* [REQUIRED WORK] Repeat each entry below exactly.

* [DATA EXCERPTS]

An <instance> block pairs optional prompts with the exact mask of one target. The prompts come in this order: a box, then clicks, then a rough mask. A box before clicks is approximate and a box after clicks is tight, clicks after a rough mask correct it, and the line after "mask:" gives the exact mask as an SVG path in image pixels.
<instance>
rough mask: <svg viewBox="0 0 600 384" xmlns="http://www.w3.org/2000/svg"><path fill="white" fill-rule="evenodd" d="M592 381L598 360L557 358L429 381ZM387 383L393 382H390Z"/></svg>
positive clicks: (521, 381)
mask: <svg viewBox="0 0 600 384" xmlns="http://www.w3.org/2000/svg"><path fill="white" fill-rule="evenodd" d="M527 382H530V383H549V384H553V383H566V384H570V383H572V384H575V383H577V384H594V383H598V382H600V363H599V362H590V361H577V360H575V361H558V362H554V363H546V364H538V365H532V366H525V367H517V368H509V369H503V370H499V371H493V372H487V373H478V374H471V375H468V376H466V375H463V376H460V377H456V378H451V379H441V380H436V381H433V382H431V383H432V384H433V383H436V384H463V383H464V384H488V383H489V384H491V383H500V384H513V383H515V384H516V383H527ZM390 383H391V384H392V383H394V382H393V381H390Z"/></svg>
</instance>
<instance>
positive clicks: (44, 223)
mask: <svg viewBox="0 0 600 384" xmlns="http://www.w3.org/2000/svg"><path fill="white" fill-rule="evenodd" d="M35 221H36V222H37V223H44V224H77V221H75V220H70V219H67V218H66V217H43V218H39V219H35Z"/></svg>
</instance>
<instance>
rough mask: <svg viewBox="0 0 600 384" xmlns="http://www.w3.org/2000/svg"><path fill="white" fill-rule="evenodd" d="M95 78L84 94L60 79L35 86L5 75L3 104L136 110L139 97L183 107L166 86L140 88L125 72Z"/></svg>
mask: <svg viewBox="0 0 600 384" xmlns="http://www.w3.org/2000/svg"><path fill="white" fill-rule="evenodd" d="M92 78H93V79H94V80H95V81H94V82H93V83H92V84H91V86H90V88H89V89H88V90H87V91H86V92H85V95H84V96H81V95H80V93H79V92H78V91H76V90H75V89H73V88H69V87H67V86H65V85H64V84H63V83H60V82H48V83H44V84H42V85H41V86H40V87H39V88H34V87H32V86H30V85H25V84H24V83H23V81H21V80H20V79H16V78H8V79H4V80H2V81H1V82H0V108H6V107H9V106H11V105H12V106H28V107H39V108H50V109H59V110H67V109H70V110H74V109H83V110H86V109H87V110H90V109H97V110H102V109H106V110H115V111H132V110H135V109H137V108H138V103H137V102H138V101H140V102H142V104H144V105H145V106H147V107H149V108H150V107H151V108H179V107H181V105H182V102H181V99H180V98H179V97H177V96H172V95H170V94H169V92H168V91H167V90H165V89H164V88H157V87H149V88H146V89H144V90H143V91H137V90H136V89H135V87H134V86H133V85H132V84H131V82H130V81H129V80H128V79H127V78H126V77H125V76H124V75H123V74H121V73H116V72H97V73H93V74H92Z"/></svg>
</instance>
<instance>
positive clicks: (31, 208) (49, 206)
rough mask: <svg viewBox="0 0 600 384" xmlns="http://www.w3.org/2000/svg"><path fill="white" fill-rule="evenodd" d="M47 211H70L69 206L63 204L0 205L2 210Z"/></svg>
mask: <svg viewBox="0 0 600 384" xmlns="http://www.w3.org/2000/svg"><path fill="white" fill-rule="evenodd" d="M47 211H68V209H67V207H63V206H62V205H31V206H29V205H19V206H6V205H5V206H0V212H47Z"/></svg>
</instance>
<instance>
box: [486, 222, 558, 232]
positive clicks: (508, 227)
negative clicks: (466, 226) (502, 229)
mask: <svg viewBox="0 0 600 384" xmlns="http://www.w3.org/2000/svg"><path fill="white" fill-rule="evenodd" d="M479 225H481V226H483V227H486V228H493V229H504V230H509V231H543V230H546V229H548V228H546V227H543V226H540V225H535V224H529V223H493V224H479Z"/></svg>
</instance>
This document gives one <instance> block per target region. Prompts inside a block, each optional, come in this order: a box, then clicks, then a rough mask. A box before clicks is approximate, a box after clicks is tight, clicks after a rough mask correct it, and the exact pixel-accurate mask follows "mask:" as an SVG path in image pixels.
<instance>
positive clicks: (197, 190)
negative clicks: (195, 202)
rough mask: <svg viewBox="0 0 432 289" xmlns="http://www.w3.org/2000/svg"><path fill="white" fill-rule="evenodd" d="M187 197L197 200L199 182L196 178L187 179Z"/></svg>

* [WRITTEN SOLUTION]
An <instance> block pairs optional prompts with the exact mask of one target. The prompts come in this order: a box, then clicks, then a rough mask. A box before clicks is approximate and a box after clicks is tight, clicks after a rough mask correct it, and the line after "mask:" gives the exact mask as an SVG path in image pixels.
<instance>
rough mask: <svg viewBox="0 0 600 384" xmlns="http://www.w3.org/2000/svg"><path fill="white" fill-rule="evenodd" d="M592 381L598 360L557 358L429 381ZM387 383L393 382H390Z"/></svg>
positive clicks: (521, 381)
mask: <svg viewBox="0 0 600 384" xmlns="http://www.w3.org/2000/svg"><path fill="white" fill-rule="evenodd" d="M527 382H530V383H549V384H553V383H566V384H570V383H572V384H575V383H577V384H594V383H598V382H600V363H599V362H590V361H577V360H575V361H558V362H554V363H546V364H538V365H532V366H525V367H517V368H509V369H503V370H499V371H493V372H487V373H478V374H471V375H468V376H466V375H463V376H460V377H456V378H451V379H441V380H436V381H433V382H431V383H432V384H433V383H436V384H463V383H464V384H488V383H489V384H491V383H500V384H513V383H515V384H516V383H527ZM390 383H391V384H392V383H394V382H393V381H390Z"/></svg>
</instance>
<instance>
positive clicks: (44, 223)
mask: <svg viewBox="0 0 600 384" xmlns="http://www.w3.org/2000/svg"><path fill="white" fill-rule="evenodd" d="M35 221H36V222H37V223H44V224H77V221H75V220H70V219H67V218H66V217H43V218H39V219H35Z"/></svg>
</instance>
<instance>
rough mask: <svg viewBox="0 0 600 384" xmlns="http://www.w3.org/2000/svg"><path fill="white" fill-rule="evenodd" d="M95 78L84 94L60 79L35 86L5 75L3 104L136 110L139 97L183 107L166 86L140 88L125 72Z"/></svg>
mask: <svg viewBox="0 0 600 384" xmlns="http://www.w3.org/2000/svg"><path fill="white" fill-rule="evenodd" d="M92 78H93V79H94V80H95V81H94V82H93V83H92V84H91V86H90V88H89V89H88V90H87V91H86V92H85V95H84V96H81V95H80V93H79V92H78V91H76V90H75V89H73V88H69V87H67V86H65V85H64V84H63V83H60V82H48V83H44V84H42V85H41V86H40V87H39V88H34V87H32V86H30V85H25V84H24V83H23V81H21V80H20V79H16V78H8V79H4V80H2V81H1V82H0V108H6V107H9V106H11V105H12V106H28V107H39V108H50V109H59V110H67V109H70V110H74V109H83V110H86V109H87V110H90V109H97V110H102V109H106V110H115V111H132V110H135V109H137V108H138V103H137V102H138V101H140V102H142V104H144V105H145V106H147V107H149V108H150V107H151V108H179V107H181V105H182V102H181V99H180V98H179V97H177V96H172V95H170V94H169V92H168V91H167V90H165V89H164V88H157V87H149V88H146V89H144V90H143V91H137V90H136V89H135V87H134V86H133V85H132V84H131V82H130V81H129V80H128V79H127V78H126V77H125V76H124V75H123V74H121V73H116V72H97V73H93V74H92Z"/></svg>
</instance>
<instance>
positive clicks: (31, 208) (49, 206)
rough mask: <svg viewBox="0 0 600 384" xmlns="http://www.w3.org/2000/svg"><path fill="white" fill-rule="evenodd" d="M47 211H70L69 206L63 204L0 205L2 210Z"/></svg>
mask: <svg viewBox="0 0 600 384" xmlns="http://www.w3.org/2000/svg"><path fill="white" fill-rule="evenodd" d="M47 211H68V209H67V207H63V206H62V205H31V206H29V205H19V206H6V205H5V206H0V212H47Z"/></svg>
</instance>
<instance>
box: [486, 222, 558, 232]
positive clicks: (508, 227)
negative clicks: (466, 226) (502, 229)
mask: <svg viewBox="0 0 600 384" xmlns="http://www.w3.org/2000/svg"><path fill="white" fill-rule="evenodd" d="M479 225H481V226H483V227H486V228H493V229H504V230H509V231H543V230H546V229H548V228H546V227H543V226H540V225H535V224H529V223H493V224H479Z"/></svg>
</instance>
This document gives one <instance> block per target region. Prompts inside a block, each optional, come in this order: a box, then clicks, then a rough mask. A box before clicks is approximate, a box after clicks is tight, clicks after a rough mask correct it, and the exact pixel-accurate mask follows "mask:" as an SVG path in image pixels.
<instance>
positive clicks: (197, 190)
negative clicks: (195, 202)
rough mask: <svg viewBox="0 0 432 289" xmlns="http://www.w3.org/2000/svg"><path fill="white" fill-rule="evenodd" d="M187 197L197 200L199 182L196 178L187 179Z"/></svg>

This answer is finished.